** START **
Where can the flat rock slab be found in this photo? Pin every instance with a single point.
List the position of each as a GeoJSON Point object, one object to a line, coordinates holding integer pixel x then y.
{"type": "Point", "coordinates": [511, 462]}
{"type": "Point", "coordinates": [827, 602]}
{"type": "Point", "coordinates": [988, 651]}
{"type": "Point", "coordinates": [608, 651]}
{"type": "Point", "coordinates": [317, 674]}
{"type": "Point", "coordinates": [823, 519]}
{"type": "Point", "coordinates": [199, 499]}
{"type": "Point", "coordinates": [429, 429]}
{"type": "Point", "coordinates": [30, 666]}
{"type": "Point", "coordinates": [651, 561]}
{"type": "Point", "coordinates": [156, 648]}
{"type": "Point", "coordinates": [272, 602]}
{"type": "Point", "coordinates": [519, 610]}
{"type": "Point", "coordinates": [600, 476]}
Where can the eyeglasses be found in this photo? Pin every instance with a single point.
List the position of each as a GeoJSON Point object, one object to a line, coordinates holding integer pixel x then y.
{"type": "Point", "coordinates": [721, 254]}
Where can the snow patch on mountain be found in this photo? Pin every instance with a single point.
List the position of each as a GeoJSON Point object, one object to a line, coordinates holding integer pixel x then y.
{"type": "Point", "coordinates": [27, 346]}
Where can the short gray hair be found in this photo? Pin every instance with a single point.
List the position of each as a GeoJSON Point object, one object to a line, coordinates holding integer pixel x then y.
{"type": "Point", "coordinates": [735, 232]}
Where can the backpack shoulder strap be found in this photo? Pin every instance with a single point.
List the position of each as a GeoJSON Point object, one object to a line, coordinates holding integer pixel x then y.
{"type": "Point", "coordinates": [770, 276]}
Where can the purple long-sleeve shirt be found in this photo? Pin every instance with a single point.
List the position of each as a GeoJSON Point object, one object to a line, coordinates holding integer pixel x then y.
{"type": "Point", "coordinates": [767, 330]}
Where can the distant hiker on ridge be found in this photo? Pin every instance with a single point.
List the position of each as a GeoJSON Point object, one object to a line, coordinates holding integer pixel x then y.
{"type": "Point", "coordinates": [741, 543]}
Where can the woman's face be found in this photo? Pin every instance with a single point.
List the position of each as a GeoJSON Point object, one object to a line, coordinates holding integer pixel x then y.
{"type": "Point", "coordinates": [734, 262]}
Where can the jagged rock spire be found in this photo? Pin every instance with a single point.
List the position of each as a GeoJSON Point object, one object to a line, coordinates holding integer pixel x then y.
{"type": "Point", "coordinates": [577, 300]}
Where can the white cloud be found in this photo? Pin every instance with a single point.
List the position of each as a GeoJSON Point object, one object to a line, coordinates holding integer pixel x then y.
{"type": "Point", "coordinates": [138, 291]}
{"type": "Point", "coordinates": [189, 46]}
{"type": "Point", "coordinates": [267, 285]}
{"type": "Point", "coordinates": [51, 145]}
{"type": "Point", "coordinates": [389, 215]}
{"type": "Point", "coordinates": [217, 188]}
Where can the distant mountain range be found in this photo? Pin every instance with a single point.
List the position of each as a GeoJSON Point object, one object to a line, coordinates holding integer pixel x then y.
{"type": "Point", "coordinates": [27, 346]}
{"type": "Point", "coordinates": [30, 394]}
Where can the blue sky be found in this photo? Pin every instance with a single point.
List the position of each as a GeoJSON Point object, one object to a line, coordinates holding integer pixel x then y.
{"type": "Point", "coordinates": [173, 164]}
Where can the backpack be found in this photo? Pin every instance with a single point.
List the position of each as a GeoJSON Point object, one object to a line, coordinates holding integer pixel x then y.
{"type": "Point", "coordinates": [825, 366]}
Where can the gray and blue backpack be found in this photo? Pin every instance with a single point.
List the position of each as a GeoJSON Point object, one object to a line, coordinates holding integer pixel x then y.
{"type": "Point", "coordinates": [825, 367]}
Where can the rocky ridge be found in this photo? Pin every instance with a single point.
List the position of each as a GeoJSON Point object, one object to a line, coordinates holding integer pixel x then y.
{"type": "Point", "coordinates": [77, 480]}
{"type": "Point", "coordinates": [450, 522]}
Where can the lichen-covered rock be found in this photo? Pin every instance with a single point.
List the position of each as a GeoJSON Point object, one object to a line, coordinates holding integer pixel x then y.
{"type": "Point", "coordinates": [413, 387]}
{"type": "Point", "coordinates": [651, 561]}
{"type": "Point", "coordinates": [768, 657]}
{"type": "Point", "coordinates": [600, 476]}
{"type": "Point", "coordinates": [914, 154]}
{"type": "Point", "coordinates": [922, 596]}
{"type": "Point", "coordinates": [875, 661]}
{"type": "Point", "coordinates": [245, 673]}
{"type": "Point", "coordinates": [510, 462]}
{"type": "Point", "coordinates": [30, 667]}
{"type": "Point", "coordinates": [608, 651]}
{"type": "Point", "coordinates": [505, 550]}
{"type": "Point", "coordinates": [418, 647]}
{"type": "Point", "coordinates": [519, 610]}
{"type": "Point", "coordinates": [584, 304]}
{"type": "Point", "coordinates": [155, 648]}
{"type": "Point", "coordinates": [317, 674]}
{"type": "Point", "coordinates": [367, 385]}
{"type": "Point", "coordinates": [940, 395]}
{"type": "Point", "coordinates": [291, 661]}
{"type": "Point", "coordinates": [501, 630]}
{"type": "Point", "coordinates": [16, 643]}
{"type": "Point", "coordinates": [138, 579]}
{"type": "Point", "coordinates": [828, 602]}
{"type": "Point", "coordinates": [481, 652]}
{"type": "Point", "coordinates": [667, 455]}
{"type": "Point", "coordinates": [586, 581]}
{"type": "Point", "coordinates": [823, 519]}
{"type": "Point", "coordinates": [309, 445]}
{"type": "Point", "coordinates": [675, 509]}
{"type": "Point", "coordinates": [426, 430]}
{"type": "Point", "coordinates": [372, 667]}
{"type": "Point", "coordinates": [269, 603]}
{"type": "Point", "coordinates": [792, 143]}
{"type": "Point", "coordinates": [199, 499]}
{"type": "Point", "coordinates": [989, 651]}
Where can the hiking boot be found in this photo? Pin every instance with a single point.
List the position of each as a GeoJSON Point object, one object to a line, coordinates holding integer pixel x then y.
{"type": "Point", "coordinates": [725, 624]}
** END **
Stated task:
Each entry is to be returned in full, character for character.

In response:
Where can the flat rock slab be found in this photo? Pin every instance with a single point.
List the position of each as a GeoJSON Point object, one object to a line, coordinates holding integer pixel x then y.
{"type": "Point", "coordinates": [511, 462]}
{"type": "Point", "coordinates": [827, 602]}
{"type": "Point", "coordinates": [988, 651]}
{"type": "Point", "coordinates": [608, 651]}
{"type": "Point", "coordinates": [317, 674]}
{"type": "Point", "coordinates": [823, 519]}
{"type": "Point", "coordinates": [199, 499]}
{"type": "Point", "coordinates": [429, 429]}
{"type": "Point", "coordinates": [30, 666]}
{"type": "Point", "coordinates": [651, 561]}
{"type": "Point", "coordinates": [156, 648]}
{"type": "Point", "coordinates": [272, 602]}
{"type": "Point", "coordinates": [519, 610]}
{"type": "Point", "coordinates": [600, 476]}
Where can the eyeglasses be found in this photo? Pin every instance with a single point.
List the position of each as a GeoJSON Point object, one object to a line, coordinates holding integer pixel x then y.
{"type": "Point", "coordinates": [721, 254]}
Where can the snow patch on mountain be found in this photo? Pin every instance with a single point.
List the position of each as a GeoJSON Point object, one object to a line, coordinates holding integer pixel x then y.
{"type": "Point", "coordinates": [27, 346]}
Where can the short gray hair be found in this photo? Pin every instance with a single point.
List the position of each as a GeoJSON Point object, one object to a line, coordinates holding integer pixel x then y.
{"type": "Point", "coordinates": [735, 232]}
Where can the backpack shoulder strap be found in this photo? Pin every instance with a single point.
List the position of each as a GeoJSON Point object, one object to a line, coordinates holding integer pixel x then y.
{"type": "Point", "coordinates": [770, 276]}
Where can the purple long-sleeve shirt be found in this photo? Pin every instance with a single point.
List the position of each as a GeoJSON Point object, one object to a line, coordinates holding integer pixel x then y.
{"type": "Point", "coordinates": [767, 330]}
Where can the distant hiker on ridge be found in this photo? Pin every instance with a single point.
List the position of each as a GeoJSON Point object, one object to a line, coordinates holding integer pixel x then y.
{"type": "Point", "coordinates": [741, 543]}
Where can the woman's face be found in this photo? Pin every instance with a single point.
List the position of each as a GeoJSON Point object, one object to a line, coordinates holding integer pixel x then y.
{"type": "Point", "coordinates": [734, 262]}
Where can the jagged rock spire be found in this photo? Pin every instance with a single point.
List the position of each as a GeoJSON Point object, one object to a line, coordinates holding integer pixel x then y.
{"type": "Point", "coordinates": [577, 300]}
Where can the white cloud be found in this photo? Pin every instance with a single point.
List the position of each as a GeoJSON Point object, one object to a line, coordinates holding integer pixel x then y.
{"type": "Point", "coordinates": [138, 291]}
{"type": "Point", "coordinates": [189, 46]}
{"type": "Point", "coordinates": [267, 285]}
{"type": "Point", "coordinates": [51, 145]}
{"type": "Point", "coordinates": [389, 215]}
{"type": "Point", "coordinates": [217, 188]}
Where can the distant mountain range be found in this photo? Pin every instance with a single point.
List the position of each as a GeoJSON Point object, one object to a line, coordinates holding integer pixel x then y.
{"type": "Point", "coordinates": [27, 346]}
{"type": "Point", "coordinates": [30, 394]}
Where can the blue sky be found in this photo? Pin every instance with a single point.
List the position of each as a GeoJSON Point object, one object to a line, coordinates holding integer pixel x then y.
{"type": "Point", "coordinates": [173, 164]}
Where can the backpack be found in this photo? Pin every instance with a single point.
List the position of each as a GeoJSON Point object, one object to a line, coordinates holding integer pixel x then y.
{"type": "Point", "coordinates": [825, 366]}
Where can the gray and blue backpack be found in this photo? Pin every instance with a single point.
List the position of each as a GeoJSON Point object, one object to a line, coordinates holding integer pixel x then y.
{"type": "Point", "coordinates": [825, 367]}
Where can the rocky ridge be found in this photo? Pin every instance with a single point.
List the position of each as a GeoJSON Point object, one object to a line, coordinates holding integer pixel x then y.
{"type": "Point", "coordinates": [77, 480]}
{"type": "Point", "coordinates": [450, 522]}
Where can the lichen-covered rock be found in this photo? Pin every instance with a single point.
List the position of each as a GeoJSON Point object, one object to a line, coordinates holding integer pixel x then y.
{"type": "Point", "coordinates": [413, 387]}
{"type": "Point", "coordinates": [651, 561]}
{"type": "Point", "coordinates": [768, 657]}
{"type": "Point", "coordinates": [600, 476]}
{"type": "Point", "coordinates": [914, 154]}
{"type": "Point", "coordinates": [922, 596]}
{"type": "Point", "coordinates": [875, 661]}
{"type": "Point", "coordinates": [245, 673]}
{"type": "Point", "coordinates": [510, 462]}
{"type": "Point", "coordinates": [30, 667]}
{"type": "Point", "coordinates": [608, 651]}
{"type": "Point", "coordinates": [505, 550]}
{"type": "Point", "coordinates": [418, 647]}
{"type": "Point", "coordinates": [519, 610]}
{"type": "Point", "coordinates": [584, 304]}
{"type": "Point", "coordinates": [155, 648]}
{"type": "Point", "coordinates": [317, 674]}
{"type": "Point", "coordinates": [367, 385]}
{"type": "Point", "coordinates": [940, 395]}
{"type": "Point", "coordinates": [291, 661]}
{"type": "Point", "coordinates": [501, 630]}
{"type": "Point", "coordinates": [16, 643]}
{"type": "Point", "coordinates": [138, 579]}
{"type": "Point", "coordinates": [828, 602]}
{"type": "Point", "coordinates": [481, 652]}
{"type": "Point", "coordinates": [667, 455]}
{"type": "Point", "coordinates": [586, 581]}
{"type": "Point", "coordinates": [823, 519]}
{"type": "Point", "coordinates": [309, 445]}
{"type": "Point", "coordinates": [675, 509]}
{"type": "Point", "coordinates": [426, 430]}
{"type": "Point", "coordinates": [372, 667]}
{"type": "Point", "coordinates": [269, 603]}
{"type": "Point", "coordinates": [792, 143]}
{"type": "Point", "coordinates": [199, 499]}
{"type": "Point", "coordinates": [989, 651]}
Where can the hiking boot be found in this photo? Pin every instance with a single point.
List the position of each as a GeoJSON Point object, one object to a line, coordinates holding integer pixel x then y.
{"type": "Point", "coordinates": [725, 624]}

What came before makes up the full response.